What you are asked to do. Here are some records. Copy each one exactly.

※ ※ ※

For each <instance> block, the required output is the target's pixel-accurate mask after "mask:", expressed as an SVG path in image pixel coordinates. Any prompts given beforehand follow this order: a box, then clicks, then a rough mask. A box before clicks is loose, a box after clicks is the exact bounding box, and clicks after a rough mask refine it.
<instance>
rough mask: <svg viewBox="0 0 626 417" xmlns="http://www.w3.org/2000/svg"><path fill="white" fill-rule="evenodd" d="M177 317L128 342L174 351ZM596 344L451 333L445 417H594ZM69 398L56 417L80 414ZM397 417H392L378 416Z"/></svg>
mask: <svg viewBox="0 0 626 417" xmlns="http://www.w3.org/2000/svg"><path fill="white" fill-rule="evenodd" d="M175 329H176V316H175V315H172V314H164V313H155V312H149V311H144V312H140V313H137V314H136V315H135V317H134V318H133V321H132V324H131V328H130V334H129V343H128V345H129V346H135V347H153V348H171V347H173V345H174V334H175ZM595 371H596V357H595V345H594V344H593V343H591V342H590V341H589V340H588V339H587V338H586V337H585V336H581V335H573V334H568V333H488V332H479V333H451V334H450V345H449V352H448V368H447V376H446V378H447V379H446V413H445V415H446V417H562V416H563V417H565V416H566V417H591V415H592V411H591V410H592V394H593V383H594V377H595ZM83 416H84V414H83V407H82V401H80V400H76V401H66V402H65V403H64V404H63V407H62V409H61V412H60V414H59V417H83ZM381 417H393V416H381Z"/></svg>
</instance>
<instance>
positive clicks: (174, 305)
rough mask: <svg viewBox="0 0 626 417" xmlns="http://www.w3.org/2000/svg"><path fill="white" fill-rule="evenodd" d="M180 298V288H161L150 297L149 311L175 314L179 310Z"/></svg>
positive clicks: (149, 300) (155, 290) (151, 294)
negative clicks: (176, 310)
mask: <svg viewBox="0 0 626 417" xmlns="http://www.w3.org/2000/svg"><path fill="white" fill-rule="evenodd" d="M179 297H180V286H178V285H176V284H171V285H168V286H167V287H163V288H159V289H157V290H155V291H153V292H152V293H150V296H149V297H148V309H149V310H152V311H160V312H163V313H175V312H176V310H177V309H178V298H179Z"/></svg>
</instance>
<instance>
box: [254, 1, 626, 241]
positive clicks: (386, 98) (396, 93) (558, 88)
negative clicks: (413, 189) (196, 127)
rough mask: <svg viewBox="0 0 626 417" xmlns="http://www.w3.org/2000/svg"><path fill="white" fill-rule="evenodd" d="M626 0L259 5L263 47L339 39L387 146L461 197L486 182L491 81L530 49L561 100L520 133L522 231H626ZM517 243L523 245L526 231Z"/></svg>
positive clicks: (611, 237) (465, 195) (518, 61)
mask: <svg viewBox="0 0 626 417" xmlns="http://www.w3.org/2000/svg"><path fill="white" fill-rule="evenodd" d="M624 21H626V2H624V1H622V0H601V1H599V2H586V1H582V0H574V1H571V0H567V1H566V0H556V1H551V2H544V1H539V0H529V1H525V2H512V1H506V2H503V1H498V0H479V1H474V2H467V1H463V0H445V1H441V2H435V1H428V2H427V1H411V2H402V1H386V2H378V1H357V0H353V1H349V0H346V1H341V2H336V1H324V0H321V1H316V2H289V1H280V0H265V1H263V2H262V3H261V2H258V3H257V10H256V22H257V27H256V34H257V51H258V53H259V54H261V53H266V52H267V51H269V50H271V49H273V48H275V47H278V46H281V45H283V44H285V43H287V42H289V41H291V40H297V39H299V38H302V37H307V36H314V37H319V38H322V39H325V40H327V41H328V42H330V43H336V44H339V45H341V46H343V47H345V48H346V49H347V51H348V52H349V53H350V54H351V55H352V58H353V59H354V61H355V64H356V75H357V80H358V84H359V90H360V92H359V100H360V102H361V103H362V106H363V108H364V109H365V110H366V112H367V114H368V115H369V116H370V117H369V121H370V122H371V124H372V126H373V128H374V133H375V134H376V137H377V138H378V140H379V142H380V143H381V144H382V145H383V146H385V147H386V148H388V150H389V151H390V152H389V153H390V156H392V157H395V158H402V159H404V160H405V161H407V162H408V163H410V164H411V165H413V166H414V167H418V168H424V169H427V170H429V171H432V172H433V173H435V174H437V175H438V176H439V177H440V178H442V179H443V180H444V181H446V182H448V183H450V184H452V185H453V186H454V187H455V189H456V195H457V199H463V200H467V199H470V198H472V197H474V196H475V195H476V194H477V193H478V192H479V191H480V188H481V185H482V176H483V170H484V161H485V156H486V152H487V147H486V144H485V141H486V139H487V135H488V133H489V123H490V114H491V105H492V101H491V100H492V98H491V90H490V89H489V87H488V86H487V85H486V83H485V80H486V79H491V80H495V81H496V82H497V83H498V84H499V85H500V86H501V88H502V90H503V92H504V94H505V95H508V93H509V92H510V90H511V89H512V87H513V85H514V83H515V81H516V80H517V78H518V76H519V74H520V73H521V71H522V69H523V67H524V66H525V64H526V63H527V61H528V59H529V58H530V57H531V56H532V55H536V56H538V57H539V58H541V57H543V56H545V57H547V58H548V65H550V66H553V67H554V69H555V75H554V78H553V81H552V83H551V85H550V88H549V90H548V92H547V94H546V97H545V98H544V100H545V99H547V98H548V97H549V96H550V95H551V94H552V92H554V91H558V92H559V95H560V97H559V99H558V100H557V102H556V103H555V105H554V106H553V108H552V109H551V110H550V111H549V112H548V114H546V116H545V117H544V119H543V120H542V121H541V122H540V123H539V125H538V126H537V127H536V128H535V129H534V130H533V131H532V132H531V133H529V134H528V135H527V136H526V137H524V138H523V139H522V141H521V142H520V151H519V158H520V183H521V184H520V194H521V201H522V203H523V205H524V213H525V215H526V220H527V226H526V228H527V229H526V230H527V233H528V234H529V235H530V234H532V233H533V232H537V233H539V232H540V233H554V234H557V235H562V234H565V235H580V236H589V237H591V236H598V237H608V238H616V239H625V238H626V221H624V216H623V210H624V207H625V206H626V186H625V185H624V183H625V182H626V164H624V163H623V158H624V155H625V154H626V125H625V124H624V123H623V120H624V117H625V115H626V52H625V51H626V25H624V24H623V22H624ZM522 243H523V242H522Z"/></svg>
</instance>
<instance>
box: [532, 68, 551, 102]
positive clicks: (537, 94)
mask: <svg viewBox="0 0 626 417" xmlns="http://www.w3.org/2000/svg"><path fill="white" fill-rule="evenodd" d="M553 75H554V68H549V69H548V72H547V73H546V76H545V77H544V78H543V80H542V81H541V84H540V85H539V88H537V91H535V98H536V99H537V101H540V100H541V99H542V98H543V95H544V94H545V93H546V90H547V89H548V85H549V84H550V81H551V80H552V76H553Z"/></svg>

※ ※ ※

Solution to this task.
For each <instance> block, the required output is the target's pixel-accurate mask after "mask:", expressed as an SVG path in image pixel coordinates. Any prompts given beforehand follow this order: a box, then clicks, then a rough mask. A box before clicks is loose, a box after clicks is the exact bounding box, and clicks after a rough mask refine it.
<instance>
rough mask: <svg viewBox="0 0 626 417" xmlns="http://www.w3.org/2000/svg"><path fill="white" fill-rule="evenodd" d="M177 317L128 342L174 351ZM596 344L451 333L445 417H594ZM69 398L56 417L80 414ZM397 417H392L378 416Z"/></svg>
mask: <svg viewBox="0 0 626 417" xmlns="http://www.w3.org/2000/svg"><path fill="white" fill-rule="evenodd" d="M175 329H176V316H175V315H172V314H164V313H155V312H149V311H144V312H140V313H137V314H136V315H135V317H134V318H133V321H132V324H131V328H130V334H129V343H128V345H129V346H135V347H153V348H171V347H173V345H174V334H175ZM595 371H596V357H595V345H594V344H593V343H591V342H590V341H589V340H588V339H587V338H586V337H585V336H581V335H573V334H568V333H488V332H479V333H451V334H450V345H449V352H448V368H447V376H446V378H447V379H446V413H445V415H446V417H562V416H563V417H565V416H566V417H591V415H592V411H591V410H592V394H593V383H594V377H595ZM83 416H84V414H83V407H82V401H80V400H76V401H66V402H65V403H64V404H63V407H62V409H61V412H60V414H59V417H83ZM381 417H393V416H381Z"/></svg>
</instance>
<instance>
positive clicks: (174, 305)
rough mask: <svg viewBox="0 0 626 417" xmlns="http://www.w3.org/2000/svg"><path fill="white" fill-rule="evenodd" d="M180 298V288H161L150 297L149 311L175 314L179 310Z"/></svg>
positive clicks: (149, 300) (155, 290) (151, 294)
negative clicks: (176, 310)
mask: <svg viewBox="0 0 626 417" xmlns="http://www.w3.org/2000/svg"><path fill="white" fill-rule="evenodd" d="M179 297H180V286H178V285H176V284H171V285H168V286H167V287H163V288H159V289H157V290H155V291H153V292H152V293H150V296H149V297H148V309H149V310H152V311H160V312H163V313H175V312H176V310H177V309H178V298H179Z"/></svg>
</instance>
<instance>
box: [254, 1, 626, 241]
positive clicks: (386, 98) (396, 93) (558, 88)
negative clicks: (413, 189) (196, 127)
rough mask: <svg viewBox="0 0 626 417" xmlns="http://www.w3.org/2000/svg"><path fill="white" fill-rule="evenodd" d="M626 0L259 5L263 47L339 39L387 146L461 197L486 182L491 81L530 49L561 100L520 133L522 231H626ZM517 243L523 245L526 231Z"/></svg>
positive clicks: (611, 237) (465, 195) (518, 61)
mask: <svg viewBox="0 0 626 417" xmlns="http://www.w3.org/2000/svg"><path fill="white" fill-rule="evenodd" d="M624 21H626V2H624V1H622V0H601V1H599V2H586V1H582V0H574V1H571V0H567V1H566V0H556V1H551V2H544V1H539V0H529V1H525V2H512V1H506V2H503V1H498V0H479V1H474V2H467V1H463V0H445V1H441V2H435V1H428V2H427V1H411V2H402V1H386V2H378V1H357V0H353V1H349V0H346V1H341V2H336V1H324V0H321V1H316V2H289V1H280V0H265V1H263V2H262V3H261V2H258V3H257V10H256V22H257V27H256V34H257V51H258V53H259V54H261V53H266V52H267V51H269V50H271V49H273V48H275V47H278V46H281V45H283V44H285V43H287V42H289V41H291V40H297V39H299V38H302V37H307V36H314V37H319V38H322V39H325V40H327V41H328V42H330V43H336V44H339V45H341V46H343V47H345V48H346V49H347V51H348V52H349V53H350V54H351V55H352V58H353V59H354V61H355V64H356V75H357V80H358V84H359V90H360V92H359V100H360V102H361V103H362V106H363V108H364V109H365V110H366V112H367V114H368V115H369V116H370V117H369V121H370V122H371V124H372V126H373V128H374V133H375V134H376V137H377V138H378V140H379V142H380V143H381V144H382V145H383V146H385V147H386V148H388V150H389V151H390V152H389V153H390V156H392V157H395V158H402V159H404V160H405V161H407V162H408V163H410V164H411V165H413V166H414V167H418V168H424V169H427V170H429V171H432V172H433V173H435V174H437V175H438V176H439V177H440V178H442V179H443V180H444V181H446V182H448V183H450V184H452V185H453V186H454V187H455V189H456V195H457V199H463V200H467V199H470V198H472V197H474V196H475V195H476V194H477V193H478V192H479V191H480V188H481V185H482V176H483V170H484V161H485V156H486V152H487V147H486V144H485V141H486V139H487V135H488V133H489V123H490V114H491V105H492V101H491V100H492V98H491V90H490V89H489V87H488V86H487V85H486V83H485V80H486V79H491V80H495V81H496V82H497V83H498V84H499V85H500V86H501V88H502V90H503V92H504V94H505V95H508V93H509V92H510V90H511V89H512V87H513V85H514V83H515V81H516V80H517V78H518V76H519V74H520V73H521V71H522V69H523V67H524V66H525V64H526V63H527V61H528V59H529V58H530V57H531V56H532V55H536V56H538V57H539V58H541V57H543V56H545V57H547V58H548V65H550V66H553V67H554V69H555V75H554V78H553V81H552V83H551V85H550V88H549V90H548V92H547V94H546V97H545V98H544V100H545V99H547V98H548V97H549V96H550V95H551V94H552V92H554V91H558V92H559V95H560V97H559V99H558V100H557V102H556V103H555V105H554V106H553V108H552V109H551V110H550V111H549V112H548V114H546V116H545V117H544V119H543V120H542V121H541V122H540V123H539V125H538V126H537V127H536V128H535V129H534V130H533V131H532V132H531V133H529V134H528V135H527V136H526V137H524V138H523V139H522V141H521V142H520V151H519V158H520V183H521V184H520V194H521V201H522V203H523V205H524V213H525V215H526V220H527V226H526V228H527V229H526V230H527V233H528V234H529V235H530V234H532V233H533V232H537V233H539V232H540V233H554V234H557V235H562V234H565V235H580V236H589V237H591V236H598V237H608V238H616V239H625V238H626V221H624V216H623V210H624V207H625V206H626V186H625V185H624V183H625V182H626V164H624V163H623V158H624V155H625V154H626V125H625V124H624V123H623V120H624V117H625V115H626V52H625V51H626V25H624V24H623V22H624ZM522 243H523V242H522Z"/></svg>
</instance>
<instance>
box: [532, 68, 551, 102]
positive clicks: (537, 94)
mask: <svg viewBox="0 0 626 417" xmlns="http://www.w3.org/2000/svg"><path fill="white" fill-rule="evenodd" d="M553 75H554V68H549V69H548V72H547V73H546V76H545V77H544V78H543V80H542V81H541V84H540V85H539V88H537V91H535V98H536V99H537V101H540V100H541V99H542V98H543V95H544V94H545V93H546V90H547V89H548V85H549V84H550V81H551V80H552V76H553Z"/></svg>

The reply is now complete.